(Coordinate annotation entries)
= = = = = = =

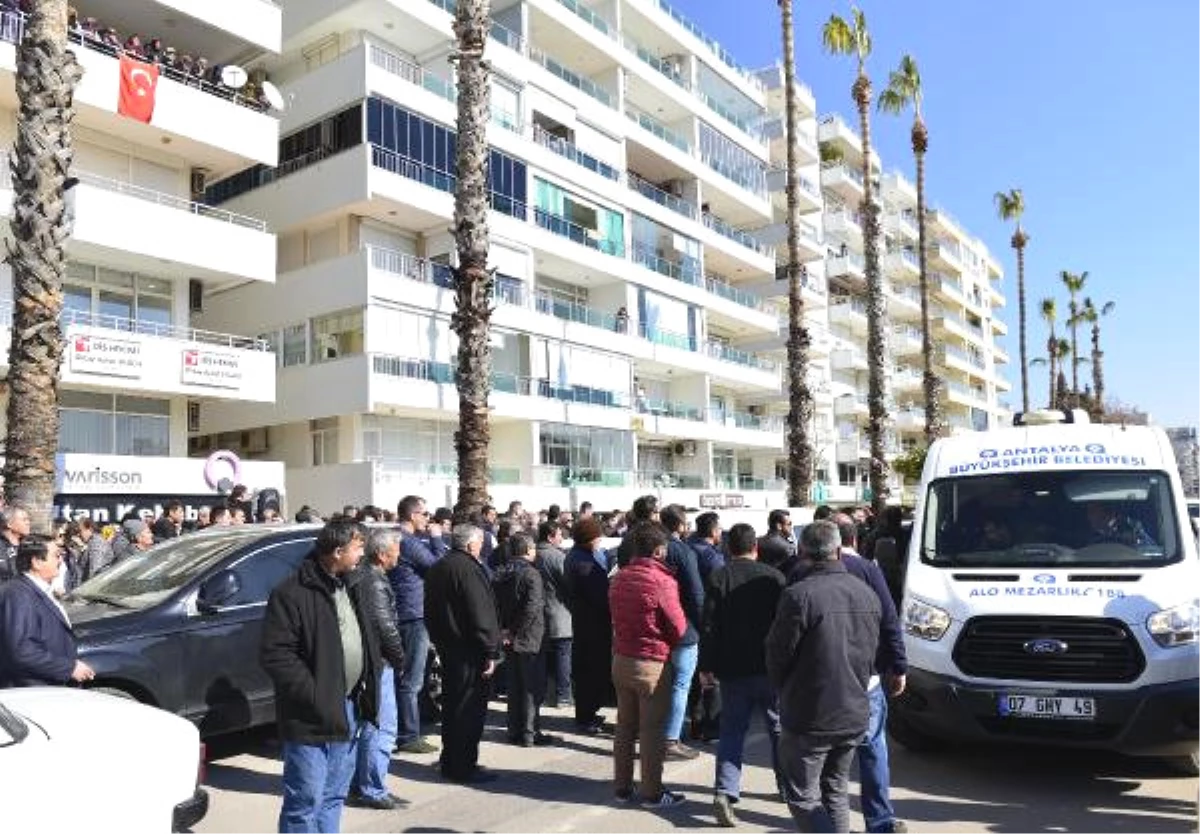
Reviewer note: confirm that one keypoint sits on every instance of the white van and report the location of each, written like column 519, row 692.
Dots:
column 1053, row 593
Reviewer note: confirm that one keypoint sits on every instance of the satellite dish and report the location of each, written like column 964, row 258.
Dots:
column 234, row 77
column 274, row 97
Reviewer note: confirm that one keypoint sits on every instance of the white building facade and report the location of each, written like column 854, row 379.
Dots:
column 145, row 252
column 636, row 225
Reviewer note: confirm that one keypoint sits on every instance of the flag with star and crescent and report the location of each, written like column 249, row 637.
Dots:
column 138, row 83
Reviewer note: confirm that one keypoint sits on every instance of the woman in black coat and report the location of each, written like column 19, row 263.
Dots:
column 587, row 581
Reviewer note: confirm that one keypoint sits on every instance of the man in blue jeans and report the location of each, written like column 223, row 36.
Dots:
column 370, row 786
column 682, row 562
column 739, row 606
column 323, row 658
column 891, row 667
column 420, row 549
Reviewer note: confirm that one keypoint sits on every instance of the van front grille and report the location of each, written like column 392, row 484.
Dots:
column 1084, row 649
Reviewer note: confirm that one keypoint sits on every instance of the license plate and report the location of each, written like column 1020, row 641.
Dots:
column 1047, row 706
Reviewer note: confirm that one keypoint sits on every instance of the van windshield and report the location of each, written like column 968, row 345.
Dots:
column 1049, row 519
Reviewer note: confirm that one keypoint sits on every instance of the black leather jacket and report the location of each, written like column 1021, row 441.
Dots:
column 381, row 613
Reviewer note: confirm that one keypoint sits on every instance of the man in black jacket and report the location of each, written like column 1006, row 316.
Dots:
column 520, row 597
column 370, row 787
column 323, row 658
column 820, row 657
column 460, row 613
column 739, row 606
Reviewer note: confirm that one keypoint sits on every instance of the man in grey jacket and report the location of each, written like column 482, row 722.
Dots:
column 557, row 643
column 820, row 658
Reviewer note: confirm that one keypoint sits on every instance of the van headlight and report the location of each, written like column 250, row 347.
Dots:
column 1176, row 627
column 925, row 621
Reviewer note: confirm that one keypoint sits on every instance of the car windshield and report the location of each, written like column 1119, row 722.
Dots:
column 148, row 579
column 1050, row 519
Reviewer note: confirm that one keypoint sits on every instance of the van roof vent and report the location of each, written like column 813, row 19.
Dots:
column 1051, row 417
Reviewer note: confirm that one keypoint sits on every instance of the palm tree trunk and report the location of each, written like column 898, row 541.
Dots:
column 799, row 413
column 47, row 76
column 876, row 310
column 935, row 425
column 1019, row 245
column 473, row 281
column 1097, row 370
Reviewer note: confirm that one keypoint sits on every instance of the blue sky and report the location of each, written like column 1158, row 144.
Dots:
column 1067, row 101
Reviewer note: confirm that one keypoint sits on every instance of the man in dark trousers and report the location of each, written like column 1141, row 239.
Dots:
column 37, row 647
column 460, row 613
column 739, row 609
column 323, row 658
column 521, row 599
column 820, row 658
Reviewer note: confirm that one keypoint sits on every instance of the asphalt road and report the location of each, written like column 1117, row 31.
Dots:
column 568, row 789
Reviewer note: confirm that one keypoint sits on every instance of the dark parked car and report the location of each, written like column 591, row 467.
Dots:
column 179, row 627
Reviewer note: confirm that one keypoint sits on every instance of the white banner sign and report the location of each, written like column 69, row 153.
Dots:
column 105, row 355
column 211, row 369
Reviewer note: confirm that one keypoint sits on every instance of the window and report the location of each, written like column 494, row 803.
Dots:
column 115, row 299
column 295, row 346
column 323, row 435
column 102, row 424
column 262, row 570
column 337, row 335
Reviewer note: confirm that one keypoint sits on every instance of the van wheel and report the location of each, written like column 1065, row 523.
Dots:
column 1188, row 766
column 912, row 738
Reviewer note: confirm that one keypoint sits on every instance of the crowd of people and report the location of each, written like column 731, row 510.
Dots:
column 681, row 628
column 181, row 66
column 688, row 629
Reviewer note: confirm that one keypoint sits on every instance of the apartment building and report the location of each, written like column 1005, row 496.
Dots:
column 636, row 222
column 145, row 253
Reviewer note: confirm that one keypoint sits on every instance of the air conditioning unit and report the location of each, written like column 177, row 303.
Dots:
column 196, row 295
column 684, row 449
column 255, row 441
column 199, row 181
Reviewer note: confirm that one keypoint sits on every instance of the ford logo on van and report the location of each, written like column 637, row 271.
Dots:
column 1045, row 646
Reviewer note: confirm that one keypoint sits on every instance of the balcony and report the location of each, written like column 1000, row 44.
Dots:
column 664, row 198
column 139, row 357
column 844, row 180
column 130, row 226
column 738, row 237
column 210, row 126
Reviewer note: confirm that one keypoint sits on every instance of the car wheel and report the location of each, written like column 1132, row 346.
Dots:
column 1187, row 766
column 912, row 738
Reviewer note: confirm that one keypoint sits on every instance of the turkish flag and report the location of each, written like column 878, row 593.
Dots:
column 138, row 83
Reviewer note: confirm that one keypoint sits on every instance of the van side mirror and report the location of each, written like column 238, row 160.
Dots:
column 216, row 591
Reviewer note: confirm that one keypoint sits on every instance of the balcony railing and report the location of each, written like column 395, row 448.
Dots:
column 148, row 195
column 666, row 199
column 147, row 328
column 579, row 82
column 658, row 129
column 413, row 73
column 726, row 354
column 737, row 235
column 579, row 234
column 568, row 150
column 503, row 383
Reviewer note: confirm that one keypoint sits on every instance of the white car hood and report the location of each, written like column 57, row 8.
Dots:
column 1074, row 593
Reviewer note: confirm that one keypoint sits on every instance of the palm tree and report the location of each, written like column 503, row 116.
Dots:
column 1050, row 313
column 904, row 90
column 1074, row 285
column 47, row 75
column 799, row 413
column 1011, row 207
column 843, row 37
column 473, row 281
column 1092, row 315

= = = = = = =

> [Brief]: In the material, start at the line containing "482, row 722." and stop after the line containing "column 1050, row 519". Write those lines out again with "Reviewer note" swapped for "Checker note" and nothing else changed.

> [Task answer]:
Checker note: confirm that one keypoint sits on every instance of the man in grey jacket and report the location of each, written like column 482, row 722.
Dots:
column 557, row 643
column 820, row 658
Checker note: confirm that one keypoint sits on every instance of the van headlight and report the location of each, written like column 250, row 347.
Dots:
column 1176, row 627
column 925, row 621
Checker note: confirm that one keypoint sits on every instance of the car windshield and report the location of each, written like column 1119, row 722.
Dots:
column 148, row 579
column 1050, row 519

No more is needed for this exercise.